> **Document passage**:
....

Ethel (Dolly) Kibblewhite (1873–1947) was the host of an important artistic and literary salon in London in the 1910s. The salon was held at her home at 67 Frith Street and presided over by the poet and critic T.E. Hulme.

==Early life==
Born to Ethel Curtis, Kibblewhite was the oldest daughter of Thomas Figgis Curtis, a stained glass maker, and his wife Mary. Her sister, Dora Curtis, was also an artist. The two sisters studied drawing under Fred Brown, latterly at the Slade School of Art.

==Marriage==
Ethel married Gilbert Kibblewhite in London in 1900. They moved to Storrington in West Sussex where Gilbert became the manager of a dairy farm which his father had bought for him. The marriage was unsuccessful as Gilbert was unable to control his temper, causing Ethel to several times flee from him with their children Peter and Diana (later the lutanist Diana Poulton). On one occasion when they were separated, Gilbert arrived at his father in law's house at Rustington where Ethel had sought refuge from him and demanded to see her. Being denied, Gilbert burned down one of his father in law's outhouses along with the eight beehives stored inside. The marriage was effectively over by 1903 and Gilbert soon after left for Australia at the behest of his family. He returned during World War One with an Australian army regiment and he and Ethel met to discuss a divorce.

....

> **Records provided**:
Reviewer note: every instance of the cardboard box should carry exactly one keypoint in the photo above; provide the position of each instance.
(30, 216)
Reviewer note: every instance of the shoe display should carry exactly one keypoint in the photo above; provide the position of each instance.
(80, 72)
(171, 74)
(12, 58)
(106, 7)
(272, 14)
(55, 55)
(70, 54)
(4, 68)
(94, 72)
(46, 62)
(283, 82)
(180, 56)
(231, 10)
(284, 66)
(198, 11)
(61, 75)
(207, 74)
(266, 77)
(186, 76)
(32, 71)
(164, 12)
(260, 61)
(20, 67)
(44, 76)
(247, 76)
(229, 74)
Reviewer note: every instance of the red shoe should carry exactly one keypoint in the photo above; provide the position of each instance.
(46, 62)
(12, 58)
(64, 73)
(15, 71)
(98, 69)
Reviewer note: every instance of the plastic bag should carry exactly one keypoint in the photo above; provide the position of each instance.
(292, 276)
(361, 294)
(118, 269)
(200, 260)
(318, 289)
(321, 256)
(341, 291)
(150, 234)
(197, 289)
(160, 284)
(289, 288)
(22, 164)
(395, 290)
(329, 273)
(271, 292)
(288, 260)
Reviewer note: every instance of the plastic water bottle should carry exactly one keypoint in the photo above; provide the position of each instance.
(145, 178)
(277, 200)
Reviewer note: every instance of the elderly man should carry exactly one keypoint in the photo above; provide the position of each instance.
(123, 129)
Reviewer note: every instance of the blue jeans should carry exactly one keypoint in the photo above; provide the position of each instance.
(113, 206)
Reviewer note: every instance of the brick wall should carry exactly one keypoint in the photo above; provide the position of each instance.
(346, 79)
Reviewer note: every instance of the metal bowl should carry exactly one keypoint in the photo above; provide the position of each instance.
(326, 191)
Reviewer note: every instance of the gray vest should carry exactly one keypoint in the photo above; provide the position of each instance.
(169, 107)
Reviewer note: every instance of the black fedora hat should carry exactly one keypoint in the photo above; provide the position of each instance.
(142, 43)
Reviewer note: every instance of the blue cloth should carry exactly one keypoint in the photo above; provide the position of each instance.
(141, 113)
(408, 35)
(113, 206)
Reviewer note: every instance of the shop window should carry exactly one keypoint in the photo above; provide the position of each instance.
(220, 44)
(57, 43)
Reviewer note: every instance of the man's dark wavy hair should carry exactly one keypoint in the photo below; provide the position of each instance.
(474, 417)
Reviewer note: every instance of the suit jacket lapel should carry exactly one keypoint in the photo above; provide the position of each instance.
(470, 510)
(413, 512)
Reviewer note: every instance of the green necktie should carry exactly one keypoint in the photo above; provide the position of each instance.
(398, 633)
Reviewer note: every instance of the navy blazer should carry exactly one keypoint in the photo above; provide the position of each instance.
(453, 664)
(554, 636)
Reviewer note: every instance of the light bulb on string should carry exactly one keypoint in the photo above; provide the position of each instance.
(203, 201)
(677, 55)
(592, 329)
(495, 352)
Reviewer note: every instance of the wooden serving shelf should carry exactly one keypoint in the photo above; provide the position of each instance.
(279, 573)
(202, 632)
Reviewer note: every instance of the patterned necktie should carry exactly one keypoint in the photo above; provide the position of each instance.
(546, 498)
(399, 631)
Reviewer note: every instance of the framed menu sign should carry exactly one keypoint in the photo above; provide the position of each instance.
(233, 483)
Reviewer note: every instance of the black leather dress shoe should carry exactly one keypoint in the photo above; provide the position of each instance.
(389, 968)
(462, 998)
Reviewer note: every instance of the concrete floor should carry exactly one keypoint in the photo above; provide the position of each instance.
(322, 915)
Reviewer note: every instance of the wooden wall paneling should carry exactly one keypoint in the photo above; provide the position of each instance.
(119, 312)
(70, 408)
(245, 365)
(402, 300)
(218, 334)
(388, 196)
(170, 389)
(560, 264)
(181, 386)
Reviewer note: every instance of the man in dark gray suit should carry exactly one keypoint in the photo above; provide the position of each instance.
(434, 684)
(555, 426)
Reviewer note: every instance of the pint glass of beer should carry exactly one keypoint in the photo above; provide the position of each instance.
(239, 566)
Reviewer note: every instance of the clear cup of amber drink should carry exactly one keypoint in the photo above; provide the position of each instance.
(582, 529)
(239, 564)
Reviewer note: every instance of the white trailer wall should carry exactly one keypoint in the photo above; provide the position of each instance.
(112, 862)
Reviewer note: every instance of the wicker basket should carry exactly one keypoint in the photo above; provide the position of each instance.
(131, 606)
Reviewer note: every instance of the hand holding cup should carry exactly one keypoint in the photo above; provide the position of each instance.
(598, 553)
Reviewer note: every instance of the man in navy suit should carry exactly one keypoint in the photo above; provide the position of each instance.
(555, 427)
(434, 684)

....

> **Exercises**:
- A) Reproduce the part of the Ethel Kibblewhite passage starting at "Ethel (Dolly) Kibblewhite" and ending at "critic T.E. Hulme.".
- B) Using the Ethel Kibblewhite passage, explain in one to three sentences why Ethel fled from Gilbert several times.
- C) Carry on the Ethel Kibblewhite biography from the point where it stops.

> **Responses for each task**:
- A)
Ethel (Dolly) Kibblewhite (1873–1947) was the host of an important artistic and literary salon in London in the 1910s. The salon was held at her home at 67 Frith Street and presided over by the poet and critic T.E. Hulme.

- B) Gilbert was unable to control his temper, which made the marriage unsuccessful. This caused Ethel to flee from him several times with their children, Peter and Diana.

- C)
==Frith Street==
After the separation, Ethel Kibblewhite worked at the Royal School of Needlework. She lived at her father's house at 67 Frith Street, a Queen Anne house on the corner of Soho Square in London that had once been the Venetian embassy. Her father ran his business, Ward & Hughes, Ecclesiastical Stained Glass Manufacturers, from one floor of the house, the rest was family accommodation. Arnold Dolmetsch was a visitor to the house.

From 1911, T.E. Hulme had a study of his own in the house. He and Kibblewhite became lovers and they spent the summers together at Rustington with the children but Hulme never lived at Frith Street and he never stopped chasing other women. From 1914, Hulme was in a relationship with the painter Kate Lechmere and latterly they regarded themselves as engaged as Hulme could not countenance marrying a divorcee (Kibblewhite was separated but not yet divorced) but Hulme was killed in action in 1917 before he could marry Lechmere. Hulme was careful not to let Kibblewhite know about Lechmere, though she was aware of Kibblewhite.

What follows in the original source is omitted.